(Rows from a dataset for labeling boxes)
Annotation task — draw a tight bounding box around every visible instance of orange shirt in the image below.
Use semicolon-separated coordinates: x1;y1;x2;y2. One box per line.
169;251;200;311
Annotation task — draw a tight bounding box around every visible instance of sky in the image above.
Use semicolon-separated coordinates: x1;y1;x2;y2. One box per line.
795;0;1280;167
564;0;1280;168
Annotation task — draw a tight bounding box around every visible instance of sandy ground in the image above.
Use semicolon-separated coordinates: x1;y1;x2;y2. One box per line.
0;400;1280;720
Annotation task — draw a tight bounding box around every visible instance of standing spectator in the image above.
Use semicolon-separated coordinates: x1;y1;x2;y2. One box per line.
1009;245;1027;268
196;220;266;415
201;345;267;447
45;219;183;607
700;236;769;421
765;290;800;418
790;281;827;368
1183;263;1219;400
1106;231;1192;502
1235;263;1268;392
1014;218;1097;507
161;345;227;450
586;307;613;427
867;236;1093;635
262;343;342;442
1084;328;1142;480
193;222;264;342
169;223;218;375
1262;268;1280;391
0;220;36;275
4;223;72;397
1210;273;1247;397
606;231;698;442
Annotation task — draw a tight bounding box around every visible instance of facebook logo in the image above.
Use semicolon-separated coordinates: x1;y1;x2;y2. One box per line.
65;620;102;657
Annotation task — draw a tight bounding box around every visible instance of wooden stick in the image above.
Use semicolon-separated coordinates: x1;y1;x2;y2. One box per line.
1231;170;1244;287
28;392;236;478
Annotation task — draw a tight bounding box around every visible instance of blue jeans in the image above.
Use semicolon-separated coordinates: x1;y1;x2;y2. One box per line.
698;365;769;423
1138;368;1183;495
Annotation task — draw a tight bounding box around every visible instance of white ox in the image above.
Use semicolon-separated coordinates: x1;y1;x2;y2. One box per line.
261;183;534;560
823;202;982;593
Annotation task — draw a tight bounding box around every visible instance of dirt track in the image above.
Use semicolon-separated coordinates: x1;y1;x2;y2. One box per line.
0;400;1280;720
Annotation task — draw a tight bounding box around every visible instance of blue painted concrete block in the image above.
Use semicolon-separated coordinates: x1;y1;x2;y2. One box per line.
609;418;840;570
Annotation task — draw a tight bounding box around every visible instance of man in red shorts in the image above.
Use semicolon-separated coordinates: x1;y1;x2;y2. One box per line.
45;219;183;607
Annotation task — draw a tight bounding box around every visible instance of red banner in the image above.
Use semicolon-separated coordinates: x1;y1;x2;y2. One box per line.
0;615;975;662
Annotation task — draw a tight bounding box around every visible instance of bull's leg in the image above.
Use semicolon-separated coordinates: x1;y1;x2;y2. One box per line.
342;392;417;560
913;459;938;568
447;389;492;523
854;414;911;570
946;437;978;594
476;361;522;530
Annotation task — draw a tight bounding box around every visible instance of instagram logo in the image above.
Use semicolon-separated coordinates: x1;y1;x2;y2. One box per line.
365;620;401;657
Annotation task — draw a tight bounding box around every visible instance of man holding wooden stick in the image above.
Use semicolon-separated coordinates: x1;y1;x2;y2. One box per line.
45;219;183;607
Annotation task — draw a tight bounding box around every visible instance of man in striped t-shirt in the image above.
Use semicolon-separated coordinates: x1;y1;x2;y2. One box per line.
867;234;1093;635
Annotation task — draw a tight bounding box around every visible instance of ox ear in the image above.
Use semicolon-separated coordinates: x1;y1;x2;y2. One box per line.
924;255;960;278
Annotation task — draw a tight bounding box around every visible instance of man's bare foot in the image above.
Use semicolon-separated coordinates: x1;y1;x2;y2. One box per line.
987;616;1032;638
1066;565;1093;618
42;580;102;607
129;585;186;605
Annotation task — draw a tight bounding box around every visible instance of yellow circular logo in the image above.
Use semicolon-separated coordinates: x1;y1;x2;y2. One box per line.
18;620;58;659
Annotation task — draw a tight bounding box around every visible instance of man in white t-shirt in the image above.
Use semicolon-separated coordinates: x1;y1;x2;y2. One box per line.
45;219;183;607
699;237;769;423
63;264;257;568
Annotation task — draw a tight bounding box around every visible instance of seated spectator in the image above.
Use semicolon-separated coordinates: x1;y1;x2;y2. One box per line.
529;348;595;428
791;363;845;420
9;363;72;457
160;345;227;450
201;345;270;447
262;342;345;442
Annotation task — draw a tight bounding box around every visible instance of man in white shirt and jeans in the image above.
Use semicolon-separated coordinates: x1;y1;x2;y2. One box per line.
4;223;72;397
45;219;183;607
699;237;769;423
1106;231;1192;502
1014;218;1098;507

Goal | Copy the lines of the listing word for word, starting at the line that contains "track in the image above." and ending after the line that contains "0;615;975;662".

Completed exercise |
Annotation task — draw a tight bounding box around every visible instance of dirt track in the image above.
Use semicolon-separated coordinates: x1;y1;x2;y2. One box per line.
0;400;1280;720
Annotation task — draw a tight bounding box around every visible instance of blue painted concrete block in the image above.
Use semicolon-separated coordinates: x1;y1;x2;y2. One box per line.
609;418;840;570
Annotation task — draw a tight bounding box around every visible instance of man in red shorts in the image above.
Use semicolon-separated coordinates: x1;y1;x2;y2. One box per line.
45;219;183;607
Annotation task — draw a tight bounding box around every visible instance of red banner in the image above.
Use semicolon-separated coordinates: x1;y1;x2;y2. One box per line.
0;615;975;662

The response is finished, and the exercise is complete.